§ TEXT SEGMENT:
Executive orders have not been fully implemented, the president’s cabinet appointments and staffing of federal agencies are not yet complete, and the guidance that must eventually accompany legislation proposed by Congress have not yet been processed.
But enough has transpired to give pause about where building related governance is headed and what it may mean to the nature of our buildings and the cities and towns in which they reside.
On a macro level, President Donald J. Trump supports pulling out of the Paris climate agreement, promoting fossil fuels, limiting the power of the Environmental Protection Agency (EPA) and undoing President Barack Obama’s work on the Clean Power Plan. His proposed energy policies may gravely impact the environment, including the built environment. See: “What Trump’s victory means for the environment (it’s not good).”
At the federal level the president has vowed to repeal Obama’s EO 13693, "Planning for Federal Sustainability in the Next Decade" which expands on the energy reduction and environmental performance requirements for federal agencies identified in EO 13423. Further, the goal of EO 13514 is "to establish an integrated strategy towards sustainability in the Federal Government and to make reduction of greenhouse gas emissions (GHG) a priority for Federal agencies."

§ TASKS:
(1) Summarize the passage on building-related governance in two sentences.
(2) Reproduce the part of the passage on building-related governance starting at "Executive orders have" and ending at "yet been processed.".

§ PROVIDED INFORMATION:
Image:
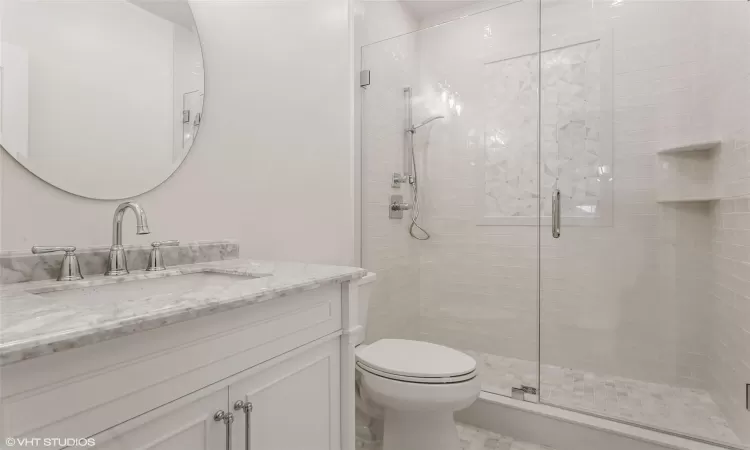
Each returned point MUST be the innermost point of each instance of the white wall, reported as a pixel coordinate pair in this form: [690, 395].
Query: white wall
[271, 166]
[730, 238]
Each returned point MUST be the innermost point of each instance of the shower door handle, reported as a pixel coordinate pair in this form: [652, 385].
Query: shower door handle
[556, 213]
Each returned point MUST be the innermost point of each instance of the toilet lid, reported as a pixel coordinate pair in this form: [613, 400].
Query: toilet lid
[416, 359]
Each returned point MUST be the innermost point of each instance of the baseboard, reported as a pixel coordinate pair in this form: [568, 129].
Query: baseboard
[568, 430]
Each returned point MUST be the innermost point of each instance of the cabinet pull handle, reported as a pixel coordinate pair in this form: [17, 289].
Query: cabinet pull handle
[247, 408]
[227, 418]
[556, 213]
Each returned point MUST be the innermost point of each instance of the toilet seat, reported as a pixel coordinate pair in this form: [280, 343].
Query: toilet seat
[416, 362]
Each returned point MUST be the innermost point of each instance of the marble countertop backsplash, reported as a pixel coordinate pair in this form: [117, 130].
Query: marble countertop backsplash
[32, 325]
[24, 266]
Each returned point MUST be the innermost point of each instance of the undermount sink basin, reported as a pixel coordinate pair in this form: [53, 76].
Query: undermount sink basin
[124, 289]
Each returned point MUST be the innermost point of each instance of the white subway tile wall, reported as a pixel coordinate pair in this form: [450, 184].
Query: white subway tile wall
[662, 295]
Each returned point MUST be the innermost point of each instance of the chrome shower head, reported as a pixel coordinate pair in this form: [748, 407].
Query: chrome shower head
[414, 128]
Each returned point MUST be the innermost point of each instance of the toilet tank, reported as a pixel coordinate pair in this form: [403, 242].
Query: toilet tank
[365, 285]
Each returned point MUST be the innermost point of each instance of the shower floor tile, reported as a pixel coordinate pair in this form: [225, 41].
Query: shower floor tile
[473, 438]
[661, 406]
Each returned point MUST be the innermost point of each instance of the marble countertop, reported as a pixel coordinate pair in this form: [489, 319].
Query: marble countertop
[32, 325]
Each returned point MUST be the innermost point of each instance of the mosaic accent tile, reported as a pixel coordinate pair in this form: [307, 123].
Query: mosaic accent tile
[684, 410]
[570, 133]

§ EXPECTED RESULTS:
(1) Although executive orders, cabinet appointments, federal agency staffing, and guidance for proposed legislation are not yet complete, enough has happened to give pause about where building-related governance is headed. President Trump supports leaving the Paris climate agreement, promoting fossil fuels, limiting the EPA, and undoing the Clean Power Plan, and he has vowed to repeal EO 13693, which expands energy reduction and environmental performance requirements for federal agencies.

(2)
Executive orders have not been fully implemented, the president’s cabinet appointments and staffing of federal agencies are not yet complete, and the guidance that must eventually accompany legislation proposed by Congress have not yet been processed.